◆ **EXERCISE GOAL**: When you copy the data that follows, reproduce every word exactly and leave out the images.

Extracted records
=-=-=

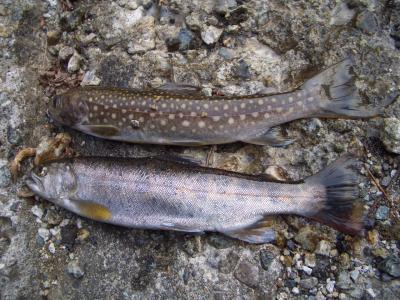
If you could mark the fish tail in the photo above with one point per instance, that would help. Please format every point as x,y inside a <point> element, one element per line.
<point>339,207</point>
<point>341,98</point>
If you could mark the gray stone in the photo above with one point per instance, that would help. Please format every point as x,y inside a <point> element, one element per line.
<point>341,14</point>
<point>211,34</point>
<point>382,213</point>
<point>247,273</point>
<point>44,233</point>
<point>143,38</point>
<point>14,135</point>
<point>323,248</point>
<point>391,266</point>
<point>343,281</point>
<point>224,6</point>
<point>308,283</point>
<point>75,270</point>
<point>5,174</point>
<point>65,53</point>
<point>367,22</point>
<point>354,275</point>
<point>74,63</point>
<point>390,134</point>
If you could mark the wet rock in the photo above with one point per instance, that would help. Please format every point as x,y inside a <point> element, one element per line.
<point>74,63</point>
<point>354,275</point>
<point>183,41</point>
<point>247,273</point>
<point>225,6</point>
<point>53,36</point>
<point>143,38</point>
<point>382,213</point>
<point>390,134</point>
<point>227,264</point>
<point>44,233</point>
<point>367,22</point>
<point>75,270</point>
<point>309,260</point>
<point>342,14</point>
<point>13,135</point>
<point>323,248</point>
<point>68,235</point>
<point>37,211</point>
<point>65,53</point>
<point>266,258</point>
<point>220,241</point>
<point>71,20</point>
<point>307,238</point>
<point>5,174</point>
<point>211,34</point>
<point>308,283</point>
<point>344,281</point>
<point>391,266</point>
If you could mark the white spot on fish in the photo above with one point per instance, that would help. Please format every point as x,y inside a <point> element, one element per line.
<point>216,118</point>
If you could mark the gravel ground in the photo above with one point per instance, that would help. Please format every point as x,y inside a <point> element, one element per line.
<point>228,47</point>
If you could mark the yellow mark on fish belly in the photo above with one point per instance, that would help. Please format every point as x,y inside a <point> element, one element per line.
<point>94,211</point>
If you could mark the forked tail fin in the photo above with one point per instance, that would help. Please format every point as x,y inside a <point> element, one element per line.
<point>339,208</point>
<point>339,96</point>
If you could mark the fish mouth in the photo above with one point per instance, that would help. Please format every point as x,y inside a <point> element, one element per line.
<point>35,184</point>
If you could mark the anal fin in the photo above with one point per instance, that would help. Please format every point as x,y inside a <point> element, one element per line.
<point>182,89</point>
<point>102,130</point>
<point>273,137</point>
<point>258,233</point>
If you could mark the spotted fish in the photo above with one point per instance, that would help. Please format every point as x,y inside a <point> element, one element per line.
<point>165,116</point>
<point>157,194</point>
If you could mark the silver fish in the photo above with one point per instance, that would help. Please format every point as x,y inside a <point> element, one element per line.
<point>177,117</point>
<point>158,194</point>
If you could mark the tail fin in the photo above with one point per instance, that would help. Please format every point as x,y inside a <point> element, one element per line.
<point>340,208</point>
<point>336,84</point>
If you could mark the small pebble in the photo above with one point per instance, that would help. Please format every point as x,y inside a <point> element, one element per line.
<point>211,35</point>
<point>323,248</point>
<point>5,174</point>
<point>75,270</point>
<point>37,211</point>
<point>74,63</point>
<point>44,233</point>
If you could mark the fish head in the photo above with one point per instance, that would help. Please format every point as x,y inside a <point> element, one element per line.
<point>68,109</point>
<point>56,183</point>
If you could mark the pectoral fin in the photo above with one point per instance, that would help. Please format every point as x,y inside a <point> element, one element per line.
<point>258,233</point>
<point>103,130</point>
<point>273,137</point>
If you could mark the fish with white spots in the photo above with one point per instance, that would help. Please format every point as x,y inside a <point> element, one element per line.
<point>179,117</point>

=-=-=

◆ **COMPLETED TASK**:
If you could mark the fish tail in the photo above with one point per instance, that would help. Please format every point as x,y inside a <point> element, one element per line.
<point>339,207</point>
<point>341,98</point>
If you could mark the gray stone in the photo above with one point per instance, that would help. Please format every point as x,y inside a <point> element, one element per line.
<point>341,14</point>
<point>211,34</point>
<point>382,213</point>
<point>247,273</point>
<point>44,233</point>
<point>143,38</point>
<point>14,135</point>
<point>323,248</point>
<point>391,266</point>
<point>343,281</point>
<point>224,6</point>
<point>308,283</point>
<point>75,270</point>
<point>5,174</point>
<point>65,53</point>
<point>367,22</point>
<point>354,275</point>
<point>74,63</point>
<point>390,134</point>
If you could mark the wet rock in the photo above with one point per instance, that would help. Please format every point as x,y inside a <point> element, one element per line.
<point>74,63</point>
<point>354,275</point>
<point>183,41</point>
<point>247,273</point>
<point>225,6</point>
<point>53,36</point>
<point>143,38</point>
<point>382,213</point>
<point>390,134</point>
<point>227,264</point>
<point>44,233</point>
<point>367,22</point>
<point>75,270</point>
<point>309,260</point>
<point>342,14</point>
<point>13,135</point>
<point>323,248</point>
<point>68,235</point>
<point>37,211</point>
<point>65,53</point>
<point>266,258</point>
<point>220,241</point>
<point>71,20</point>
<point>307,238</point>
<point>5,174</point>
<point>211,34</point>
<point>308,283</point>
<point>344,281</point>
<point>391,266</point>
If you could mark the white spot on fish in the photo above with one point per instance, that would help. Please format every point as x,y inside a <point> element, one element per line.
<point>216,118</point>
If you could mark the gravel ground in the photo above with one point per instance, that would help. Please format every point as x,y inside a <point> element, one element per line.
<point>228,47</point>
If you could mark the yellow mark on fish belly in the photo above with one point per instance, that would help. Please format every point as x,y inside a <point> element, one element per line.
<point>94,211</point>
If you could mark the forked tail fin in the photo above with one point per instance, that would help. Please format every point as x,y inside a <point> element, one element per line.
<point>339,208</point>
<point>339,96</point>
If you could mark the fish mouth in the photo above with one point per instance, that would help. Please format every point as x,y inside a <point> element, one element per line.
<point>35,184</point>
If you could mark the anal fin in the photo above with one point per instance, that would help. Please format every point as x,y inside a <point> element, one element per line.
<point>182,89</point>
<point>102,130</point>
<point>273,137</point>
<point>258,233</point>
If you could mark the spotted fish in the photo above with one point per instance, that would help. Please format every point as x,y inside a <point> element, one element per line.
<point>165,116</point>
<point>157,194</point>
If you could mark the silver fish in the photo above with one point per instance, that would help. Please format every point as x,y inside a <point> element, one element per line.
<point>177,117</point>
<point>158,194</point>
If you could mark the tail fin in the photo above with one point per instance, that would help. Please format every point as x,y inside a <point> element, one element per line.
<point>340,208</point>
<point>336,84</point>
If you could mark the small pebble in the photo above with one point per instance, that would help. Please format every point as x,y inside a <point> element, one element per line.
<point>211,35</point>
<point>323,248</point>
<point>5,174</point>
<point>75,270</point>
<point>37,211</point>
<point>74,63</point>
<point>44,233</point>
If you could mark the fish head in the photo above with one point per instance, that would help. Please format every point as x,y inside a <point> element, one element per line.
<point>68,109</point>
<point>56,183</point>
If you could mark the pectoral fin in the photo above with one point per instance, that would help. Please format every point as x,y inside a <point> element, one element per line.
<point>258,233</point>
<point>103,130</point>
<point>273,137</point>
If you could mark the fish with white spots in the photo above with one point per instance, that would help. Please format every point as x,y inside a <point> element, one element per line.
<point>179,117</point>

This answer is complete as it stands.